BEGIN Information provided

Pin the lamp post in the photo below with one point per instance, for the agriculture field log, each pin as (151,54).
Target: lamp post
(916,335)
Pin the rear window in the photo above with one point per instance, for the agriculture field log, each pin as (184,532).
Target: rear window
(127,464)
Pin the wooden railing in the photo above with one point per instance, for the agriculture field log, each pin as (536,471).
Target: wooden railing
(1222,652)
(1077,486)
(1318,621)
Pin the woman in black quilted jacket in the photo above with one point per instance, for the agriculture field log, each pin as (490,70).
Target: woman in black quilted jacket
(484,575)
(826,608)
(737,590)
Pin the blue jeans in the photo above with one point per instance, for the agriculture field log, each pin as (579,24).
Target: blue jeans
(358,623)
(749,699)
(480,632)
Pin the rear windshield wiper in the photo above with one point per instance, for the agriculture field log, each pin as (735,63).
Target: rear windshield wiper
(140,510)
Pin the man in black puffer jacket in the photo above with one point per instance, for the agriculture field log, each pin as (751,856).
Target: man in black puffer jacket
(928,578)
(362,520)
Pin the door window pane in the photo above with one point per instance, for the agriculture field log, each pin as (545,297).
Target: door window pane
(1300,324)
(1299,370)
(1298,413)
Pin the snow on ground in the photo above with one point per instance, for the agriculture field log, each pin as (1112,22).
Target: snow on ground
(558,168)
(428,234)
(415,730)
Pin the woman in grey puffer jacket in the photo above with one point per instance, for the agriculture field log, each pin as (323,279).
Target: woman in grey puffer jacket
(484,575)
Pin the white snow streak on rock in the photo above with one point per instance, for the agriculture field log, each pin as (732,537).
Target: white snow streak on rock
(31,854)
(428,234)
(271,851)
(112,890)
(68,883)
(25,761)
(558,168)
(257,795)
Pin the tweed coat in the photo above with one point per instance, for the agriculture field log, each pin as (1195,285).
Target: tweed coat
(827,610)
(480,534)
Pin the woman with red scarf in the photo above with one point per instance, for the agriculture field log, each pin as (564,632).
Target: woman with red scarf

END Information provided

Repeat all the material exactly as it stands.

Answer box:
Pin the lamp post in the photo below with one point per instance, for the agriculture field log, each pin as (151,54).
Target: lamp post
(916,335)
Pin the rear window in the photo above with one point per instance, for the agriculture field log, each pin as (184,532).
Target: rear window
(127,464)
Pin the wooden railing in the photo above with one point per instance, for the agriculture field log, each pin as (536,471).
Target: wooden railing
(1222,652)
(1077,486)
(1318,621)
Pin the woman in black quilted jacket in the photo above with one point per instance, for the agriculture field log, each pin as (490,70).
Target: woman in black quilted jacket
(484,575)
(826,608)
(737,590)
Pin the blue jeans in the photo above with one point per instance, for the agriculture field log, each pin as (579,24).
Target: blue jeans
(358,623)
(749,699)
(480,632)
Pin the rear windshield wiper in the photo above with one point per instance, for the agriculture field log, each pin as (735,63).
Target: rear windshield wiper
(140,510)
Pin the man in black puffer jacket in the photo above with one point per instance, for the agriculture field log, each pin as (751,856).
Target: man in black puffer jacket
(928,578)
(362,520)
Pin the door window pane in the photo above with one point per instance, for the agriculture field log, each pin as (545,297).
Target: door window pane
(1300,324)
(1299,370)
(1298,413)
Pin the snow on ground in the photo above with one point per instance, for the agriculture field log, each pin as (1112,22).
Target: snow on ground
(558,168)
(428,234)
(415,730)
Pin the woman in grey puffer jacket in the photo above with one point per instance, for the agriculture field log, each pin as (323,279).
Target: woman in grey puffer jacket
(484,575)
Pin the white snow streak on rock in the photo above with one point per instance, for the agriculture field log, each pin as (732,537).
Target: white snow streak on rock
(31,854)
(428,234)
(271,851)
(112,890)
(68,883)
(25,761)
(558,168)
(257,795)
Pin the tweed coat in the photo above with one point per instance, for the agriculture field log, each pin as (1195,285).
Target: tweed coat
(827,610)
(480,534)
Pin the woman with red scarf in the photo above with one point per instance, for the agriculture field log, each pin as (564,632).
Target: woman with red scarf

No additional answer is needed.